● Check your understanding:
**A)** Reproduce the stretch from "Yet Nevada lags" through "according to Bloomberg." in the editorial on Nevada's vaccine rollout, switching "Bloomberg" to "the news service".
**B)** Condense the paragraph of the editorial on Nevada's vaccine rollout that begins "Yet Nevada lags behind" into a short bulleted list of its main facts.
**C)** Write the next part of the editorial on Nevada's vaccine rollout, picking up after its final sentence.

● Provided passage:
For one day, the disgrace at the Capitol pushed the 10-month-old pandemic down the scroll bar. But it hasn’t really gone anywhere, of course.

U.S. coronavirus deaths reached nearly 4,000 on Wednesday, the highest yet recorded. Nevada also set a record with 60 fatalities that day. Meanwhile, vaccinations continue at a snail’s pace. According to Bloomberg News, the state has distributed fewer than 40,000 of more than 187,000 doses received.

This is unacceptable.

To be fair, Nevada isn’t alone. States across the country have been slow to administer inoculations, sometimes because of bureaucratic inertia, other times because of debate over flawed plans that prioritize healthy young people over the vulnerable elderly (see Megan McArdle’s analysis on the opposite page).

Yet Nevada lags behind virtually every other state in terms of the percentage of available shots administered, and — at 21.1 percent — it is well below the national average of 28.9 percent. Only Georgia, Alabama, Kansas and Mississippi are worse, according to Bloomberg.

In addition, Nevada has yet to finalize its “revision” of the CDC guidelines regarding vaccine priority. Why not? It’s been weeks since the agency issued updates. In addition, there’s nothing to stop Gov. Steve Sisolak from exerting his authority and moving all seniors to the front of the line. Instead, the death toll rises while officials dither.

● Information given:
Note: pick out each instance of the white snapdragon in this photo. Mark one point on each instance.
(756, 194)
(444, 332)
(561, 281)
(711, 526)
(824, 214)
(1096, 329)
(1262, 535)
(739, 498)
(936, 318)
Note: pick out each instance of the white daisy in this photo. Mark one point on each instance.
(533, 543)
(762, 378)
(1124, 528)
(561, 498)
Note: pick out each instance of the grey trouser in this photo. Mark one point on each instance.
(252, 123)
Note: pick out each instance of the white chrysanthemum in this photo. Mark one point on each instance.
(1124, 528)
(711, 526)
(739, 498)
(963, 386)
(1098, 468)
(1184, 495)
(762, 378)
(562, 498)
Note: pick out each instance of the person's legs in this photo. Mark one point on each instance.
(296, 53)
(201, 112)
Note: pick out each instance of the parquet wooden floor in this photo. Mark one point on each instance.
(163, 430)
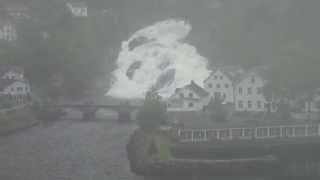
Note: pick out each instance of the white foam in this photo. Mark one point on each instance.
(166, 46)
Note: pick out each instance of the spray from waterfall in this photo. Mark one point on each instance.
(157, 56)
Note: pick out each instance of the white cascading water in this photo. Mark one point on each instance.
(157, 57)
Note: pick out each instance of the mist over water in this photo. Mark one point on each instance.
(157, 57)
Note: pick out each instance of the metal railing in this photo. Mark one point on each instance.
(249, 133)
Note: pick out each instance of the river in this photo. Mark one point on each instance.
(68, 150)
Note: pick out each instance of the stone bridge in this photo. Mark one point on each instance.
(124, 111)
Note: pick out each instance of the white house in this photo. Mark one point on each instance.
(11, 72)
(191, 97)
(17, 91)
(8, 32)
(221, 83)
(243, 89)
(13, 84)
(313, 105)
(249, 93)
(78, 9)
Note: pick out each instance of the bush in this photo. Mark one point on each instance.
(153, 113)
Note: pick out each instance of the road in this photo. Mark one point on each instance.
(67, 150)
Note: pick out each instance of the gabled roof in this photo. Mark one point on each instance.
(6, 69)
(5, 83)
(196, 89)
(260, 71)
(237, 74)
(232, 72)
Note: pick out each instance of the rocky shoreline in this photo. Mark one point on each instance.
(142, 163)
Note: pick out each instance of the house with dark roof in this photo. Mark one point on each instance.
(11, 72)
(242, 89)
(8, 31)
(191, 97)
(13, 85)
(78, 8)
(221, 82)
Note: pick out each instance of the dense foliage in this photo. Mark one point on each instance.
(153, 113)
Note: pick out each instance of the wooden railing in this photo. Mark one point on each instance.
(249, 133)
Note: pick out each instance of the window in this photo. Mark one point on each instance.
(249, 104)
(259, 104)
(240, 90)
(253, 79)
(249, 91)
(217, 94)
(259, 90)
(240, 104)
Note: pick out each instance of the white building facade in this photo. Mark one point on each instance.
(13, 85)
(220, 84)
(249, 94)
(188, 98)
(78, 9)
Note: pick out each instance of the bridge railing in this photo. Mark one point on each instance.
(249, 133)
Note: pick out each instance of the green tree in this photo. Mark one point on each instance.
(153, 113)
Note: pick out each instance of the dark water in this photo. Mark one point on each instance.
(69, 150)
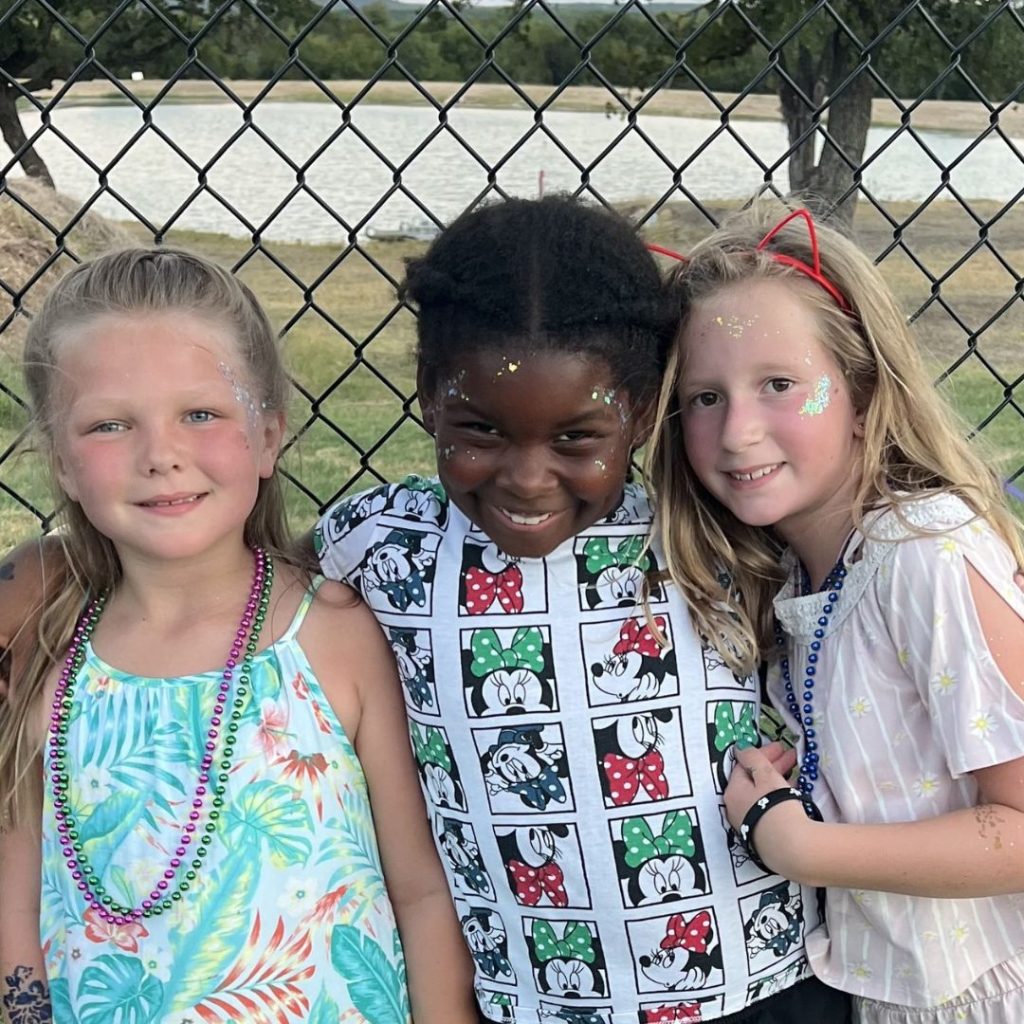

● Responses for each task:
**A)**
Yet Nevada lags behind virtually every other state in terms of the percentage of available shots administered, and — at 21.1 percent — it is well below the national average of 28.9 percent. Only Georgia, Alabama, Kansas and Mississippi are worse, according to the news service.

**B)**
- Nevada trails nearly every other state in the percentage of available shots administered.
- Its rate of 21.1 percent is well below the national average of 28.9 percent.
- Only Georgia, Alabama, Kansas and Mississippi do worse, according to Bloomberg.

**C)**
On Wednesday, the Southern Nevada Health District took a baby step in that direction, announcing it would soon begin a “mass” vaccination program featuring four or five dispensing locations capable of inoculating up to 1,000 people per day.

“Most of the vaccine was received in the last two weeks,” Dr. Fermin Leguen of the health district told the Review-Journal. “Therefore, we are now in the initial phase of really going into a more active, and mass, vaccination campaign beyond the hospital setting.”

This is good news, as far as it goes. But the ultimate goal must be to expand vaccine availability far beyond a handful of county-designated locations. Identifying areas with high senior populations should be a routine exercise, as should be setting up inoculation centers there.

At the state level, officials should be as meticulous about releasing daily vaccination counts as they are about tabulating the daily number of new confirmed cases. The former is far more meaningful at this point. The state has also failed to launch any effective informational campaign to inform seniors and others about how and where to get their vaccinations.

There were bound to be glitches during the vaccine rollout, particularly given that states are attempting to do something they’ve never done before. But there seems to be a woeful lack of urgency among state officials. The time to get moving was yesterday. Lives depend upon it.